*WORK INSTRUCTIONS:* Reproduce the text below on Chugai's history word for word.

*TEXT SHOWN:*

Understanding Chugai’s history that fostered the business philosophy “Innovation all for the patients”
The origin of today’s Chugai lies in two companies. One is Chugai Shinyaku Shokai, founded by Juzo Ueno in 1925. After witnessing the devastation caused by the Great Kanto Earthquake, Ueno set up a pharmaceutical trading company with the mission of “creating medicines useful to the world.”
The other company is Nippon Roche, established by the Swiss pharmaceutical company Roche in 1932. Roche began exporting products to Japan in 1904, just 10 years after its establishment, and from a very early stage in its history, Roche focused on building a base for the future of the Japanese market.
The two companies merged in 2002 to form the present-day Chugai. The spirit of Chugai’s founding is reflected in our mission: add exceptional value through the creation of innovative medical products and services for the benefit of the medical community and human health around the world.

Stored items
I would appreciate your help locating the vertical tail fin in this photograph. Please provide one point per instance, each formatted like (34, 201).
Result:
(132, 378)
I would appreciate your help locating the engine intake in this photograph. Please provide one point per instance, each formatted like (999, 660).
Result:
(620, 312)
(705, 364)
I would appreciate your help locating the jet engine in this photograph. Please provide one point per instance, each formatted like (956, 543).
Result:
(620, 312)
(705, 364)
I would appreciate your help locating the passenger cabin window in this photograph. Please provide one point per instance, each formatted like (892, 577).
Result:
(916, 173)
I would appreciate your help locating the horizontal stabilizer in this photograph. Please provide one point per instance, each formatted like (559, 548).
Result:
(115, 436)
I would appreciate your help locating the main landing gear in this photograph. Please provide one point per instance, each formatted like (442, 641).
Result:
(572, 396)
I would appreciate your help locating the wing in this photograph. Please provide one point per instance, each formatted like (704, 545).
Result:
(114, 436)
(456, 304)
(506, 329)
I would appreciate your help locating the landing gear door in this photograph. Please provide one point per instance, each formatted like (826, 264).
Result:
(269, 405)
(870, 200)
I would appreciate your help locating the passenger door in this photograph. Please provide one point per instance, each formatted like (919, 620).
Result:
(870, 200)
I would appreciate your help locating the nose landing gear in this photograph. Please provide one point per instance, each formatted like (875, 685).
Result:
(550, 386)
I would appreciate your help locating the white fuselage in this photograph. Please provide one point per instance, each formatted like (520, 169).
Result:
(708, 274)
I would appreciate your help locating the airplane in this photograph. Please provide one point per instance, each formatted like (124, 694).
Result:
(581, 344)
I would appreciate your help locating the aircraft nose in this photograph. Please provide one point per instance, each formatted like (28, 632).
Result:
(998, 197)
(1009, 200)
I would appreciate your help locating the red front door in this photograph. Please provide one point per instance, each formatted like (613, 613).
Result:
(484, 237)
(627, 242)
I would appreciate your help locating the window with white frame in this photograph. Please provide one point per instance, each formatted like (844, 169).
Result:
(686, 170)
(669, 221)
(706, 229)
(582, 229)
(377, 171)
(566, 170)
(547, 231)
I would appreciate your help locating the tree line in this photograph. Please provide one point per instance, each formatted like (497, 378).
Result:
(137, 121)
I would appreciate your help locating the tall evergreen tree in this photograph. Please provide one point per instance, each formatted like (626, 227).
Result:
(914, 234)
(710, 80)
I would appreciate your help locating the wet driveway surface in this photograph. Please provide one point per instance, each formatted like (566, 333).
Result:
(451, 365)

*OUTPUT FOR THIS TASK:*
Understanding Chugai’s history that fostered the business philosophy “Innovation all for the patients”
The origin of today’s Chugai lies in two companies. One is Chugai Shinyaku Shokai, founded by Juzo Ueno in 1925. After witnessing the devastation caused by the Great Kanto Earthquake, Ueno set up a pharmaceutical trading company with the mission of “creating medicines useful to the world.”
The other company is Nippon Roche, established by the Swiss pharmaceutical company Roche in 1932. Roche began exporting products to Japan in 1904, just 10 years after its establishment, and from a very early stage in its history, Roche focused on building a base for the future of the Japanese market.
The two companies merged in 2002 to form the present-day Chugai. The spirit of Chugai’s founding is reflected in our mission: add exceptional value through the creation of innovative medical products and services for the benefit of the medical community and human health around the world.